## Given exercise
Please pick out every line below that contains the word "rope" and copy each one.

** begin Task inputs **

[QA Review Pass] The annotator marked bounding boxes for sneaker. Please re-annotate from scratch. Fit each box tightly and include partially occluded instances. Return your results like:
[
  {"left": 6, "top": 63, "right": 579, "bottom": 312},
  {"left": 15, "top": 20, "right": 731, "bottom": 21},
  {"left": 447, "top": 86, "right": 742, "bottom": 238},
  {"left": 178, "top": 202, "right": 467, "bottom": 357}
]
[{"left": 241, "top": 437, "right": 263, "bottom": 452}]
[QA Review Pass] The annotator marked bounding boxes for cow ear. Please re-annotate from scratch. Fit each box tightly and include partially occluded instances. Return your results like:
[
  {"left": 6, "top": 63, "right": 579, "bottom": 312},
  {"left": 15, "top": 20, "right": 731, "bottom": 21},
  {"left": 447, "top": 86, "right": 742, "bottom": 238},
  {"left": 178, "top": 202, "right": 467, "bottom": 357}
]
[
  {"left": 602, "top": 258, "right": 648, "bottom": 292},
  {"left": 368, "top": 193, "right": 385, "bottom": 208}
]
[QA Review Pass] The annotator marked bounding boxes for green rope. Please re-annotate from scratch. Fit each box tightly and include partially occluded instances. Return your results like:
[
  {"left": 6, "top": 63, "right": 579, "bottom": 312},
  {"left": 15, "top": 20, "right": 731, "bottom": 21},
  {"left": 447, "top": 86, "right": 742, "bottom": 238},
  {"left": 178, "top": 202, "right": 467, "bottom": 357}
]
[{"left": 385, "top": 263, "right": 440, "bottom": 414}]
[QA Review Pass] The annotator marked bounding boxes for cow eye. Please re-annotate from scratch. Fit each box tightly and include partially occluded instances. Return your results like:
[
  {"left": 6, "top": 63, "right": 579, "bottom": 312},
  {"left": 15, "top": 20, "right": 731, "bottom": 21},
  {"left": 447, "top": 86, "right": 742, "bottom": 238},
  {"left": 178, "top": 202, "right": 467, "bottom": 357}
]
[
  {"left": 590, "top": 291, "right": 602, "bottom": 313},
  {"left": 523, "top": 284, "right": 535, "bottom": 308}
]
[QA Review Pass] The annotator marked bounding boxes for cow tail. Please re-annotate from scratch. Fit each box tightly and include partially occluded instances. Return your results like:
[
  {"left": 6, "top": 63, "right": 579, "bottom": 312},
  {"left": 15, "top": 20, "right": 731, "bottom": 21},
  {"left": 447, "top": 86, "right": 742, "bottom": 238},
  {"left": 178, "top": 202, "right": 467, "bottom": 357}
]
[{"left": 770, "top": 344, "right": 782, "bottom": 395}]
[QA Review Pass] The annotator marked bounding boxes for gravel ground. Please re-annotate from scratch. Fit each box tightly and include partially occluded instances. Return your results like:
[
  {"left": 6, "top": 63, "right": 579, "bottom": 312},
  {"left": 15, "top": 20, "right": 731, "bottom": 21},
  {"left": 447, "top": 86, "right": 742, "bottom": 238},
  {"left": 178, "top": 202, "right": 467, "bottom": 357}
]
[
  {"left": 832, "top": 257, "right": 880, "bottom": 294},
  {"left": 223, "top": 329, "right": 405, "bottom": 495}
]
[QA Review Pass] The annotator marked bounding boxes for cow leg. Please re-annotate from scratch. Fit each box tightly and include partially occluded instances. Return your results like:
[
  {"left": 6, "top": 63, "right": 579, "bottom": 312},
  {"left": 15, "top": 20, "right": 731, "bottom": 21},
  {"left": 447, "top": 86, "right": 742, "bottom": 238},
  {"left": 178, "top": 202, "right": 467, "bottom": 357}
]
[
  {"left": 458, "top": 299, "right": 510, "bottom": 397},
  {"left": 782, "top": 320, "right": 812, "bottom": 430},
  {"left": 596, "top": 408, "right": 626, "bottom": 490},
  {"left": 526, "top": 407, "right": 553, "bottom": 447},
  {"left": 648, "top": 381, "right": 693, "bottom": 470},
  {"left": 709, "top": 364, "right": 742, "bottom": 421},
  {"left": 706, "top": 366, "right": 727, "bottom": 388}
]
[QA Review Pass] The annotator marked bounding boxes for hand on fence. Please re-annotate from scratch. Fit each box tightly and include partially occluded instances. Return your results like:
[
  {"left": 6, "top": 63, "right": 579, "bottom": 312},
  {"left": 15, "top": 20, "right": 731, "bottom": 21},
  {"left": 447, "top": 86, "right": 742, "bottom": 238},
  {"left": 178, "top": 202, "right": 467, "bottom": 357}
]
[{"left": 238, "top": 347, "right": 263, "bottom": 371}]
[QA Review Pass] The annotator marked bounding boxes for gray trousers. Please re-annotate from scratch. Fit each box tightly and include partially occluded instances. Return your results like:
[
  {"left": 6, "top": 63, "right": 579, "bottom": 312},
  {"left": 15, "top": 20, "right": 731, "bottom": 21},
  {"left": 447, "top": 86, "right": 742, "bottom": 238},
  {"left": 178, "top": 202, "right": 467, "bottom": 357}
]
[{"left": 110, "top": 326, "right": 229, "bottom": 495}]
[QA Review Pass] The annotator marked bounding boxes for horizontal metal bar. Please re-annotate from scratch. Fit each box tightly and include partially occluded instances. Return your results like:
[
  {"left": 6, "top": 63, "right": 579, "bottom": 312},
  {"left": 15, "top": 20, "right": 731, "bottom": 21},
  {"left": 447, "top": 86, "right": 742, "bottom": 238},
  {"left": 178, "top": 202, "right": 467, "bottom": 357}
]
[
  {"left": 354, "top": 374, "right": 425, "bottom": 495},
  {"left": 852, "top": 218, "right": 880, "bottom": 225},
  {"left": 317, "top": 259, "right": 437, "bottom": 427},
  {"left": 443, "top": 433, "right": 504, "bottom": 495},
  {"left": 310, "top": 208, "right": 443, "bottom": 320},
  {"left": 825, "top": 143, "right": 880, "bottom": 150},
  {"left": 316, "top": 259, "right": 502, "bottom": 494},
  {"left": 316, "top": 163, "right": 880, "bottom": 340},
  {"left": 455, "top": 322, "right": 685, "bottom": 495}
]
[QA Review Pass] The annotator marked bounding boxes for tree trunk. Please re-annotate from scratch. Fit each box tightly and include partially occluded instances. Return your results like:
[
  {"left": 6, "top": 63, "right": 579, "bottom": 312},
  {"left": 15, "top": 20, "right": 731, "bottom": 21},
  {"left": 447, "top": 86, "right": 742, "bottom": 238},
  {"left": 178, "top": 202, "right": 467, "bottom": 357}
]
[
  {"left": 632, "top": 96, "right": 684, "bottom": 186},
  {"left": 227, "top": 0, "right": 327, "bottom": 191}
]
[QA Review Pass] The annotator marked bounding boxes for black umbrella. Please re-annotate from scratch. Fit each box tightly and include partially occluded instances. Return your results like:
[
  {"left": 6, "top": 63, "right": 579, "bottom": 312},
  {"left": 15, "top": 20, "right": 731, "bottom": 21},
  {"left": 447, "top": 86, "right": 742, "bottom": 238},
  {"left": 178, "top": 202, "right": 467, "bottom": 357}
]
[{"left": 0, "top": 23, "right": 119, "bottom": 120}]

** end Task inputs **

## Result below
[QA Review Pass] The annotator marked bounding boxes for green rope. Please re-annotate from scratch. Fit each box tightly and include partially occluded instances. Return your results like:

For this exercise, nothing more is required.